-- RECORDS SUPPLIED follows --

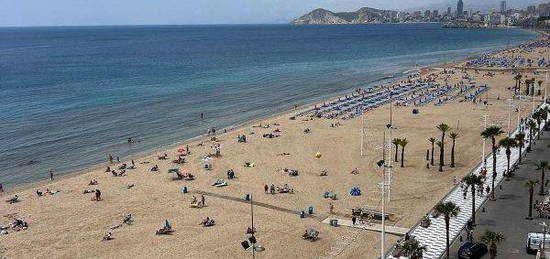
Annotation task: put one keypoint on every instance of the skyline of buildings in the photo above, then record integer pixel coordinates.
(499, 15)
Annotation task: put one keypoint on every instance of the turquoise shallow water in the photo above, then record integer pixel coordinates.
(71, 95)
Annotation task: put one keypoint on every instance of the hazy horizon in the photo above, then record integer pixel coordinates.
(30, 13)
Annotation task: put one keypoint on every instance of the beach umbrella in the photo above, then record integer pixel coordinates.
(173, 171)
(318, 154)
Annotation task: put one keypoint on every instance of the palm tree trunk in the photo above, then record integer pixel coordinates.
(520, 148)
(530, 138)
(453, 154)
(447, 219)
(508, 152)
(396, 151)
(493, 186)
(402, 156)
(530, 203)
(433, 149)
(473, 204)
(542, 182)
(442, 154)
(494, 154)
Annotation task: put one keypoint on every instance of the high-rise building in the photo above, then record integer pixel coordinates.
(502, 6)
(459, 8)
(531, 9)
(544, 10)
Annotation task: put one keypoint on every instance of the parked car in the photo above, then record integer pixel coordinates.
(471, 250)
(534, 239)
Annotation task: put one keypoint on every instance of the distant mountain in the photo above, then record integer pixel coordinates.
(362, 16)
(476, 5)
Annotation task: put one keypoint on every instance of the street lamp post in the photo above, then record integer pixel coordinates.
(509, 115)
(543, 244)
(484, 140)
(362, 130)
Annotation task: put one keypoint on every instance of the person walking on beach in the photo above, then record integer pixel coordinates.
(97, 195)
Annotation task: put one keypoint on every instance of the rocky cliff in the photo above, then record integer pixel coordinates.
(364, 15)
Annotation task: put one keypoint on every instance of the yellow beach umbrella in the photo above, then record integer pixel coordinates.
(318, 154)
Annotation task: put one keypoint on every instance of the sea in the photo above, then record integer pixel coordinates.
(69, 96)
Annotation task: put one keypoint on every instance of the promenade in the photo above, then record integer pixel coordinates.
(433, 237)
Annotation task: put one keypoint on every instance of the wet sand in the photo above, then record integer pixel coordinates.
(70, 225)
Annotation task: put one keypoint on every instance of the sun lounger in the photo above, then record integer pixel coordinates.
(311, 235)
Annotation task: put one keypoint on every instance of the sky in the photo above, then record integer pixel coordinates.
(142, 12)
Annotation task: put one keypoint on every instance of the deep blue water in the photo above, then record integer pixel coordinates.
(71, 95)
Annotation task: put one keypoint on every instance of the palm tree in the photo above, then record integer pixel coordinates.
(508, 144)
(542, 166)
(448, 209)
(538, 116)
(532, 91)
(474, 180)
(438, 143)
(520, 140)
(412, 249)
(395, 142)
(527, 86)
(518, 83)
(432, 141)
(492, 239)
(453, 136)
(532, 125)
(403, 143)
(492, 132)
(443, 128)
(531, 185)
(546, 112)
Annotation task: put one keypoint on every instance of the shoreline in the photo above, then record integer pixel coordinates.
(204, 137)
(73, 223)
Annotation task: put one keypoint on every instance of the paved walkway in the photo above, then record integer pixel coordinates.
(511, 222)
(373, 227)
(433, 237)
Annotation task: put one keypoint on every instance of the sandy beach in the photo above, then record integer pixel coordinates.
(69, 224)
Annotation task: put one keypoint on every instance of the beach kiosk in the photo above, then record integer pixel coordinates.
(207, 163)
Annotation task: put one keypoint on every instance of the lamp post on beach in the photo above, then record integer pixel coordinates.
(389, 168)
(251, 242)
(509, 115)
(362, 130)
(483, 141)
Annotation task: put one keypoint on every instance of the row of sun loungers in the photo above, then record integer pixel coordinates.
(354, 105)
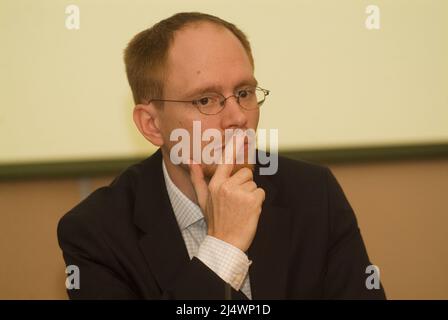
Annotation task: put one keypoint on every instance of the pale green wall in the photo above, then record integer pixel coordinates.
(64, 94)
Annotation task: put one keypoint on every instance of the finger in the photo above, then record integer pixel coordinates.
(249, 186)
(222, 173)
(260, 194)
(241, 176)
(199, 184)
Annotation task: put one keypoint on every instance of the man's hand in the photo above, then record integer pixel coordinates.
(231, 204)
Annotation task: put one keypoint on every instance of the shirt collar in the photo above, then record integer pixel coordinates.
(186, 211)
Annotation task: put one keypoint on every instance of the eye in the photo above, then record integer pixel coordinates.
(245, 93)
(204, 101)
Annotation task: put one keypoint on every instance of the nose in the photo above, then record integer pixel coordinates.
(233, 116)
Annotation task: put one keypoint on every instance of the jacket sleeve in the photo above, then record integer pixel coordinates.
(101, 278)
(347, 255)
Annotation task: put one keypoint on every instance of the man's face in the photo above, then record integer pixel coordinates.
(205, 55)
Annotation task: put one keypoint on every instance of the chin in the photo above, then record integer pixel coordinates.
(209, 170)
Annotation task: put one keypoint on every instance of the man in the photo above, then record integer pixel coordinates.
(210, 231)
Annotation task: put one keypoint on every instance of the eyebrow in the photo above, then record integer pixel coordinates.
(218, 88)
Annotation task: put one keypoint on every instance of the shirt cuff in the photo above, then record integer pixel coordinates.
(227, 261)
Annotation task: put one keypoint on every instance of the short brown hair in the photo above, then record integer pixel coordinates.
(146, 54)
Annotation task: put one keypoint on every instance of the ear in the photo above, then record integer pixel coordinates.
(146, 118)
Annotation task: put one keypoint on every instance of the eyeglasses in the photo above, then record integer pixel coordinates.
(249, 98)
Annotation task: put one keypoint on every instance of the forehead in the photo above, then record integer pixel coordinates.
(205, 52)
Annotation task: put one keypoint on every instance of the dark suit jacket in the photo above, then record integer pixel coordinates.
(126, 242)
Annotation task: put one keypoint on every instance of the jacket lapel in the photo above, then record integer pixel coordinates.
(162, 243)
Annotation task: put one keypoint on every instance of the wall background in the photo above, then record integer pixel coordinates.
(334, 83)
(401, 209)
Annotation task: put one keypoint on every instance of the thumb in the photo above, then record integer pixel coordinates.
(199, 184)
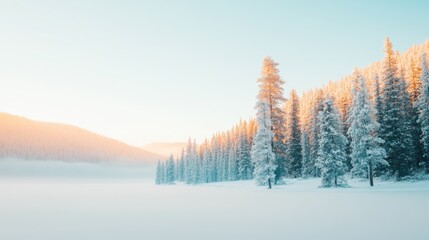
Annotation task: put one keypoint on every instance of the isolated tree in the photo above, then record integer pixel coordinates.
(169, 170)
(262, 153)
(423, 106)
(271, 92)
(332, 146)
(293, 137)
(366, 151)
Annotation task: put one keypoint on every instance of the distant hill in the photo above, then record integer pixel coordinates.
(166, 148)
(28, 139)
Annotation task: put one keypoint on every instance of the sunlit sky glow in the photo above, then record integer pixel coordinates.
(160, 71)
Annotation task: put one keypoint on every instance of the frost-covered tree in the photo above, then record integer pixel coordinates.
(314, 134)
(233, 166)
(332, 146)
(366, 151)
(181, 167)
(243, 155)
(307, 166)
(423, 106)
(293, 136)
(271, 92)
(396, 129)
(162, 175)
(169, 170)
(378, 101)
(262, 153)
(158, 173)
(207, 164)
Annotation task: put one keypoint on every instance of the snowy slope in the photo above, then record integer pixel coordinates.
(27, 139)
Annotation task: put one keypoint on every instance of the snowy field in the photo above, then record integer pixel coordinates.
(125, 206)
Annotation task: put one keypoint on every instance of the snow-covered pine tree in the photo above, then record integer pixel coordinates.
(307, 166)
(158, 173)
(243, 155)
(395, 127)
(189, 163)
(378, 101)
(162, 181)
(314, 134)
(293, 136)
(271, 92)
(366, 151)
(412, 77)
(206, 165)
(214, 156)
(196, 173)
(233, 165)
(262, 153)
(332, 146)
(423, 106)
(169, 170)
(181, 171)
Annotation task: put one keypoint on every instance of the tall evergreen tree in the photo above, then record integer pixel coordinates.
(271, 92)
(169, 170)
(314, 134)
(262, 153)
(412, 77)
(366, 151)
(243, 155)
(162, 175)
(332, 146)
(423, 106)
(378, 101)
(396, 127)
(158, 173)
(181, 171)
(293, 137)
(307, 165)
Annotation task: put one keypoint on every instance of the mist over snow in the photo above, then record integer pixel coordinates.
(61, 209)
(54, 170)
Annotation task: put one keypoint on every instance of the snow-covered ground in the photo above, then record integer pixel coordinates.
(134, 208)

-- RECORDS SUPPLIED concluded --

- _YOUR GOAL_: Please restate word for word the lines of the material above, beginning with the one that holds "the snowy slope" and ending with the last.

- _FINISHED TASK_:
Annotation task: put one keypoint on every instance of the snowy slope in the photo above, then record integer pixel coordinates.
(27, 139)
Annotation task: put one keypoint on every instance of the snowy field in the photo above, then record integer pixel coordinates.
(125, 206)
Annotation task: put one keypoint on every instance of the snow-covered pine tree in the photo above, then record integer pixel coordinates.
(307, 166)
(158, 173)
(243, 155)
(395, 127)
(189, 163)
(378, 101)
(162, 181)
(314, 134)
(293, 136)
(271, 92)
(366, 151)
(412, 77)
(206, 165)
(214, 156)
(196, 173)
(233, 165)
(262, 153)
(332, 146)
(423, 106)
(169, 170)
(181, 171)
Annotation task: put one keypoint on every instance of the tall evergreen tree in the photo above, then record integer pixel coordinates.
(271, 92)
(169, 170)
(314, 134)
(262, 153)
(412, 77)
(366, 151)
(243, 155)
(162, 175)
(332, 146)
(423, 106)
(378, 101)
(396, 127)
(158, 173)
(181, 171)
(293, 137)
(307, 165)
Annotation task: put one keypoint on every instance of the mist over snow in the photo above, then record integer pixel coordinates.
(61, 209)
(54, 170)
Annotation task: put one keypoint on every instance of the snow-covered ground in the photo above, then record integer pixel coordinates.
(134, 208)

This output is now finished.